**Complete the following:**
1. Answer these questions using the review below.
(a) Which of David Fisher's scripts is this, by number?
(b) Which actor plays Pangol?
(c) What do the Fomasi want to do to the Hive?
2. According to the review below, what subjects does the plot touch on? List all of them.

**Reading passage:**
I mean it's just gorgeous to look at, isn't it? For me this is like watching Spike from Buffy soap himself up and down, a complete eye candy dream that I would not want to takes my eyes off. Every shot of this story is painstaking crafted so that nothing is predictable, it constantly surprises, impresses and pleases the eye. There is an abundance of colour from the rich burgandy of Tom Baker's gorgeous new costume, the painful yellow glare of the Argolin sun, the eye catching green and yellow hair for the Argolins, the luminous statues everywhere...it is almost an assault on the senses but a hugely enjoyable one. Lovett Bickford does a superb of job of keeping the narrative flowing whilst indulging in some almost movie-style filming. Of particular note is the quick cuts of the Fomasi in episode four as they are exposed, it could have been mortifying but thanks to some sharp editing and camera work it looks great. And the shots of the Hive swirling in the radioactive dust is perhaps Doctor Who's ultimate expression in effects. One scene begins with an exterior shot as the camera pans along outside the window and it effortlessly cuts inside to the conversation between Mena and Hardin, a truly spectacular and inventive shot. And this story is full of similar tricks.

But it's not just the body of the show that is impressive, its brain is equally deft and this fourth script by stalwart David Fisher is something very special. Let loose in the Williams era Fisher created some top notch comedy, some of the best in the entire show but under JNT's unrelenting glare he produces what is possibly his tightest script, a serious piece that deals with some compelling issues and yet still has time for the odd chuckle to stop things getting too dry. He created the Argolin, a fascinating species (who are treated to a fantastic design) on the verge of destruction and their one last gift to the universe, the Leisure Hive, a sort of educational Butlins where different cultures can come and learn about each other and have some fun with it too. With such a fascinating set up it would easy to indulge in a traditional Doctor Who run-around but he resists the temptation and introduces a brilliant thriller element to the show, the warlike Fomasi who want to take over the Hive and will infiltrate and sabotage to achieve their aims. It leads to some good whodunnit sequences as the Doctor and Romana are yet again blamed for all the problems. The plot unfolds at a quick pace and touches on sterility, accelerated ageing, genetics and homicide. This is a script with intelligence and is not afraid to show it. Maybe that's why fans don't like it so much?

And yet there's still more on offer. The characters are beautifully crafted and ideally cast. Who would ever think that racist dictator Pangol played with such restrained evil by David Haig would later turn up as that CID prat from The Thin Blue Line? Mena makes a good impression from the word go, strong willed, sensitive and intelligent, her vulnerability only comes with her illness and I sympathised with her character until the end. Even conniving buggers like Brock and his silent (yet undeniably sinister) Lawyer get their moments to shine. The performances are never less than stellar and unusually for Doctor Who it's all played straight and is all the more compelling for it.

**Data provided:**
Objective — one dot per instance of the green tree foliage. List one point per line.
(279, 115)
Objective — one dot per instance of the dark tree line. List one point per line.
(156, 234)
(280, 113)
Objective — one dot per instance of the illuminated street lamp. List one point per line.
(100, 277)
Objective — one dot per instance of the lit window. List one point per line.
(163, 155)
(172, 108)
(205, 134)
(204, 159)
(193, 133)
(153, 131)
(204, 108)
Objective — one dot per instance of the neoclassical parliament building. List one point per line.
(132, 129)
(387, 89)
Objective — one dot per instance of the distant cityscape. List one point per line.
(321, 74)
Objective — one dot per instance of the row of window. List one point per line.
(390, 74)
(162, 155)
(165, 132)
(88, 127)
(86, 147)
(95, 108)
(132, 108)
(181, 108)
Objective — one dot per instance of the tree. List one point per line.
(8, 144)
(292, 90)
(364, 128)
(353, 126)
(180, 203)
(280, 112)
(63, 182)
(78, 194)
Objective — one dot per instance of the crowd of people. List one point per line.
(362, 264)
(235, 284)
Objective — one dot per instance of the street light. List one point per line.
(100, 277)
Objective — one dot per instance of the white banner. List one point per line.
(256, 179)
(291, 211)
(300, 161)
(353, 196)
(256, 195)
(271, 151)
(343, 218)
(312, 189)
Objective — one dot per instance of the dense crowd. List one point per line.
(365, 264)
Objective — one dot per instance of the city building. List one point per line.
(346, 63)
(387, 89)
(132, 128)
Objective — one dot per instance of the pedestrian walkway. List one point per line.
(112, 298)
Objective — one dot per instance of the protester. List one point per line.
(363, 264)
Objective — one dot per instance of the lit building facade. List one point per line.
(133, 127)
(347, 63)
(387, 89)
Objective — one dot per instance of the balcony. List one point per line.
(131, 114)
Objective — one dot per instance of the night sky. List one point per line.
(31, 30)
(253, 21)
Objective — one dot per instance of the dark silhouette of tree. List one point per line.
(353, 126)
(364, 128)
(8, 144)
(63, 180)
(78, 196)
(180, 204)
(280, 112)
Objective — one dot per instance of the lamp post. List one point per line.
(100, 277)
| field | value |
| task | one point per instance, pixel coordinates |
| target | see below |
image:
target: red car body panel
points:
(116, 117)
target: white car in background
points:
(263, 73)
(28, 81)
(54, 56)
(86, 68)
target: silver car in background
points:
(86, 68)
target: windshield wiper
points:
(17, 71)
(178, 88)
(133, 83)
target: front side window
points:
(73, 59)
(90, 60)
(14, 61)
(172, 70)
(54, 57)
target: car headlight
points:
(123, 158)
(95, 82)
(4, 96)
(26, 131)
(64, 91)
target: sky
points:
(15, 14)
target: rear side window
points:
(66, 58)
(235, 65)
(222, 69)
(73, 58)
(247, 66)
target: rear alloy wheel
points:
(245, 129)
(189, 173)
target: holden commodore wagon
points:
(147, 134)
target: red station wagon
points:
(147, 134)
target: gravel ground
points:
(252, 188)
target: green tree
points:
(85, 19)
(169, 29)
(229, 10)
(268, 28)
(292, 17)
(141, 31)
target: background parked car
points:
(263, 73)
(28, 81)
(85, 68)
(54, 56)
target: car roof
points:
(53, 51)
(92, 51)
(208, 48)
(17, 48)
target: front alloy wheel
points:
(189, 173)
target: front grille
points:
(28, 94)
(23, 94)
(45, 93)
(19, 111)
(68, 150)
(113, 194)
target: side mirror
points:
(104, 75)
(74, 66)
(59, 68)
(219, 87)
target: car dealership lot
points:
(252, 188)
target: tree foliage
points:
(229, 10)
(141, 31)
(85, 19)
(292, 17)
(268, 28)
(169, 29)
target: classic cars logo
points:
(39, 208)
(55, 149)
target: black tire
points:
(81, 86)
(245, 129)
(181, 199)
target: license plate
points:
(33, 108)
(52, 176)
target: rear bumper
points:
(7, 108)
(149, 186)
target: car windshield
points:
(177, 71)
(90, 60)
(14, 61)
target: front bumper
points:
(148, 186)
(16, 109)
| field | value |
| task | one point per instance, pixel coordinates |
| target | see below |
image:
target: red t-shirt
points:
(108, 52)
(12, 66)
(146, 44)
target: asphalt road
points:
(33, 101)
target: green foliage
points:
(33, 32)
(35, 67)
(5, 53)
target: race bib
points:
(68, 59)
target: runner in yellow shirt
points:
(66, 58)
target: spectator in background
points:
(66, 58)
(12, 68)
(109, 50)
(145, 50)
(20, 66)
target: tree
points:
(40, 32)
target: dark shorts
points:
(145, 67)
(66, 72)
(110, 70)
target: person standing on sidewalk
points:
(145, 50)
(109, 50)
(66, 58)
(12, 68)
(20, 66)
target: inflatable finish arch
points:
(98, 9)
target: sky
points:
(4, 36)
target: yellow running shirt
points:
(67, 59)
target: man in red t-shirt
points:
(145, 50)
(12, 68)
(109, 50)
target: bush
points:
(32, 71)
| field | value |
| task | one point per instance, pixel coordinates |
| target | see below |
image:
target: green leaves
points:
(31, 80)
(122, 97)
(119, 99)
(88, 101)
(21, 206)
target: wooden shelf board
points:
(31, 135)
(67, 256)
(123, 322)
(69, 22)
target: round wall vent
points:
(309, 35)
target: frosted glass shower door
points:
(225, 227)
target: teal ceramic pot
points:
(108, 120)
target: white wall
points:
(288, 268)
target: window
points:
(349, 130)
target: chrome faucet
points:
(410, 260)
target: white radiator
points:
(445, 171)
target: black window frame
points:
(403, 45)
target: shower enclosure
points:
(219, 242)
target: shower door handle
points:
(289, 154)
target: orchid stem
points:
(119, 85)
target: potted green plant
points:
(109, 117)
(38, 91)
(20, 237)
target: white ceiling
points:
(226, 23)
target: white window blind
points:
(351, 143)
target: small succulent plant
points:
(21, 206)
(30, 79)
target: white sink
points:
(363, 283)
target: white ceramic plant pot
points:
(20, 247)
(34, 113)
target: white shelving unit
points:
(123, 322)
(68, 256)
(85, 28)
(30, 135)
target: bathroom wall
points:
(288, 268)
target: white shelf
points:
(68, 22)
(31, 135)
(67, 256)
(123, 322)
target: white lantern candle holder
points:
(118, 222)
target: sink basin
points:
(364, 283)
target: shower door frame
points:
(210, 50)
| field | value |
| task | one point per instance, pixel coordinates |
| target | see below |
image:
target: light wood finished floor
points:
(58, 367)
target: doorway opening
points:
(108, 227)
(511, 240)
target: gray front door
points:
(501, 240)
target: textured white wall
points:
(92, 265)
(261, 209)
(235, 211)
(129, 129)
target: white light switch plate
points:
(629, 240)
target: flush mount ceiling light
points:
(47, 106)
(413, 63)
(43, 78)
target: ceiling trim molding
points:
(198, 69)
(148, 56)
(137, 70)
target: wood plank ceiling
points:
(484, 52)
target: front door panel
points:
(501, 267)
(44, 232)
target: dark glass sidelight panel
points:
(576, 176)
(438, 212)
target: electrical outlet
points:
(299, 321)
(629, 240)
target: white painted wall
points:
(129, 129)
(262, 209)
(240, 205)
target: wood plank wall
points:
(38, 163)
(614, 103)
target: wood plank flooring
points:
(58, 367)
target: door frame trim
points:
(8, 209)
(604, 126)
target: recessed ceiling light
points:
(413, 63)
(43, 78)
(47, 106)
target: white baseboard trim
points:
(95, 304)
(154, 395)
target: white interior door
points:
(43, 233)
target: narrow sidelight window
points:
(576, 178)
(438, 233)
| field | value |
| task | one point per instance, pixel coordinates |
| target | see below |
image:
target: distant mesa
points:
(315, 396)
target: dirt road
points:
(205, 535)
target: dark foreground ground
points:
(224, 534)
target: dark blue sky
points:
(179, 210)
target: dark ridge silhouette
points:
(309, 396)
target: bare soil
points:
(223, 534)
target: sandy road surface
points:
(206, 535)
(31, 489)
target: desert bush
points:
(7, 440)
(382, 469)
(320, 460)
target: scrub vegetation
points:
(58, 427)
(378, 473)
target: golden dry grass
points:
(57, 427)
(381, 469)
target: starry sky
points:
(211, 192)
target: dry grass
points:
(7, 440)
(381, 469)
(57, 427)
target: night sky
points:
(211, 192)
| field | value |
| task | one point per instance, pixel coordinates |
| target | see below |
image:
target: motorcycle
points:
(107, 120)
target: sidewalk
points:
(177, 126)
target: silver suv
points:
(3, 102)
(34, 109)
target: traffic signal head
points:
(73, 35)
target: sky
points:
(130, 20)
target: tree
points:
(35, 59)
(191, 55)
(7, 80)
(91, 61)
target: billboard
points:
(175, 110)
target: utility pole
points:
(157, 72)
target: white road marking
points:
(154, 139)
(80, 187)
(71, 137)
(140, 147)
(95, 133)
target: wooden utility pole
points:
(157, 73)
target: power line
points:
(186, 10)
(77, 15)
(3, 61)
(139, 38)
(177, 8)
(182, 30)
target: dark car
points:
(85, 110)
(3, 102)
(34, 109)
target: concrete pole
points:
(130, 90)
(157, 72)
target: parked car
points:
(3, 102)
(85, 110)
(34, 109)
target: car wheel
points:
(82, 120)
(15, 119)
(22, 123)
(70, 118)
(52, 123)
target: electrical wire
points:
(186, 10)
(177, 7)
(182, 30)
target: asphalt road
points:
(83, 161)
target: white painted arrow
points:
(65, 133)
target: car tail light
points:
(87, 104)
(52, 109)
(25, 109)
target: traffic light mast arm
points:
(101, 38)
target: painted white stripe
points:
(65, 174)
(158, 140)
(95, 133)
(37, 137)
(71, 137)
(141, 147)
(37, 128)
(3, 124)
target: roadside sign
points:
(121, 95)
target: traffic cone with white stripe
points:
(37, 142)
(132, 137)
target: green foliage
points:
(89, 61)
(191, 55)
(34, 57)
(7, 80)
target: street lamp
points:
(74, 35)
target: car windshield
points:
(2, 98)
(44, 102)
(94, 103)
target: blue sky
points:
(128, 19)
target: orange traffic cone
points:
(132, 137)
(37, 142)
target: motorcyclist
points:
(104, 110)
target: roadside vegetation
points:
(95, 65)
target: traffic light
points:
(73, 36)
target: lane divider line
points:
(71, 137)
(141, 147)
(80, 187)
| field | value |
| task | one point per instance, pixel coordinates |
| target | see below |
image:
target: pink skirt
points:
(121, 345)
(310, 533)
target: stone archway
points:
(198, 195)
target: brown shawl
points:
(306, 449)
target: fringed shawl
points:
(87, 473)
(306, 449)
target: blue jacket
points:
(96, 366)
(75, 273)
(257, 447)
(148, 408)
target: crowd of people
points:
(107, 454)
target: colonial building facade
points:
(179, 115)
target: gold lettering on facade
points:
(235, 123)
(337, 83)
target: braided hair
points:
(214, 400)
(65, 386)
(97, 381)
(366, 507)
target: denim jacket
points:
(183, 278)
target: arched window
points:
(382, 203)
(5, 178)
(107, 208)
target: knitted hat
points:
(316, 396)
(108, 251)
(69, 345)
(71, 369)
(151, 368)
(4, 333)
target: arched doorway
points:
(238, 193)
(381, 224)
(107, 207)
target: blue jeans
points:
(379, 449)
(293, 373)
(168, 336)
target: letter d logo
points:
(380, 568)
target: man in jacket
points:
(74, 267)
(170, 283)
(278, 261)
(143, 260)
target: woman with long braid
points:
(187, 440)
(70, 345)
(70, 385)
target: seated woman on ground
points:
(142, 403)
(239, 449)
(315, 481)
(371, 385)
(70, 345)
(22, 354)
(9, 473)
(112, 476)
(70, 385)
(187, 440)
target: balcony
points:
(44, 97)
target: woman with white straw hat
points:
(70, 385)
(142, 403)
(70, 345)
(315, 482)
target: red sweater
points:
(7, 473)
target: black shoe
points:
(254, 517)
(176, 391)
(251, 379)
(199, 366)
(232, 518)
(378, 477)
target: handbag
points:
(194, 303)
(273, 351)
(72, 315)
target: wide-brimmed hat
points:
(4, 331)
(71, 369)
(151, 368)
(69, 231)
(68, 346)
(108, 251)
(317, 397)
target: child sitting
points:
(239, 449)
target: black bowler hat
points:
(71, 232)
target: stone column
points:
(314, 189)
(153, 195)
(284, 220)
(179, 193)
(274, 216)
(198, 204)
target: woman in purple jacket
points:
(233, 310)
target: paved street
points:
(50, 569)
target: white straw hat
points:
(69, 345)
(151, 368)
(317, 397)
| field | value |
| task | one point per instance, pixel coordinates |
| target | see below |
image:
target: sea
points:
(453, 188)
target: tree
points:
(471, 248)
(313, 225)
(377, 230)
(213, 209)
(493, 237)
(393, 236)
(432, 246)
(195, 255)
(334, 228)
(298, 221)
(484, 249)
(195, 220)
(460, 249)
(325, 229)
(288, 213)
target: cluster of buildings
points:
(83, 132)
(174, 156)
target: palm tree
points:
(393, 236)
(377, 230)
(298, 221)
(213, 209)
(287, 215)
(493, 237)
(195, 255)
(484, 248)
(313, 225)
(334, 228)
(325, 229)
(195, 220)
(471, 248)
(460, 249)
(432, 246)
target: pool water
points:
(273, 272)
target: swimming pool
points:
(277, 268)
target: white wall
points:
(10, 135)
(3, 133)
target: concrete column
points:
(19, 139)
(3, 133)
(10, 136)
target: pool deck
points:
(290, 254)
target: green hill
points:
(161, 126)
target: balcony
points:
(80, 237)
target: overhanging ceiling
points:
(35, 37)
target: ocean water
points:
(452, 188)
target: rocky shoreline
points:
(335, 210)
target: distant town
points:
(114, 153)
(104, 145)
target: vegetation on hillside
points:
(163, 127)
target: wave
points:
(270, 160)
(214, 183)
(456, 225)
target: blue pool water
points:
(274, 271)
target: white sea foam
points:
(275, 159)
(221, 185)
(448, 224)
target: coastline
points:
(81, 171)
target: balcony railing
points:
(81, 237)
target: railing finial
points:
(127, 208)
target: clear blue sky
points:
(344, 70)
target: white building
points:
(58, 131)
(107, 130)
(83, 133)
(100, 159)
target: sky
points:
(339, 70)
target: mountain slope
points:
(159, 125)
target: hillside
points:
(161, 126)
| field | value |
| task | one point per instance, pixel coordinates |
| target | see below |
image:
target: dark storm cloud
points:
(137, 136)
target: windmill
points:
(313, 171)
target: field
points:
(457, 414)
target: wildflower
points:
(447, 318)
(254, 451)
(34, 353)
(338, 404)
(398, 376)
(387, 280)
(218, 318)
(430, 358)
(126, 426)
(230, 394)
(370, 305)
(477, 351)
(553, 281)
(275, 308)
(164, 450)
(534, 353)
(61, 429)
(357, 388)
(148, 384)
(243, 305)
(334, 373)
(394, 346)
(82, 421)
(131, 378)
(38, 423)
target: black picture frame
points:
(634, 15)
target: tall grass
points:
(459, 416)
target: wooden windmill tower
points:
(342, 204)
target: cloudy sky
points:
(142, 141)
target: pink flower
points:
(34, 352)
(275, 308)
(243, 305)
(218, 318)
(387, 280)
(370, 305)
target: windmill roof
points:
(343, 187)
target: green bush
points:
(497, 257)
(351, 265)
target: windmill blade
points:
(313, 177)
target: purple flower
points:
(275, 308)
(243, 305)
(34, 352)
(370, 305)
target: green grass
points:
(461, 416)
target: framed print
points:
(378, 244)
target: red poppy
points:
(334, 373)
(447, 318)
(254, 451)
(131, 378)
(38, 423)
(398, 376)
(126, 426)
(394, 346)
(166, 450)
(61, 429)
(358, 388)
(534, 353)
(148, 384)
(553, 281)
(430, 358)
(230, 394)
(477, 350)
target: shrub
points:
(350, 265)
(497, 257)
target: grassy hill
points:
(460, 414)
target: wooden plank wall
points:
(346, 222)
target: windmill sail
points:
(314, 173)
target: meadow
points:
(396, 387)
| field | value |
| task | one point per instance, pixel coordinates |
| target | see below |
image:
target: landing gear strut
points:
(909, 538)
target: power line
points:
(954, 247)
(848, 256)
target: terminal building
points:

**Replies:**
1.
(a) His fourth script.
(b) David Haig.
(c) They want to take it over.

2.
- sterility
- accelerated ageing
- genetics
- homicide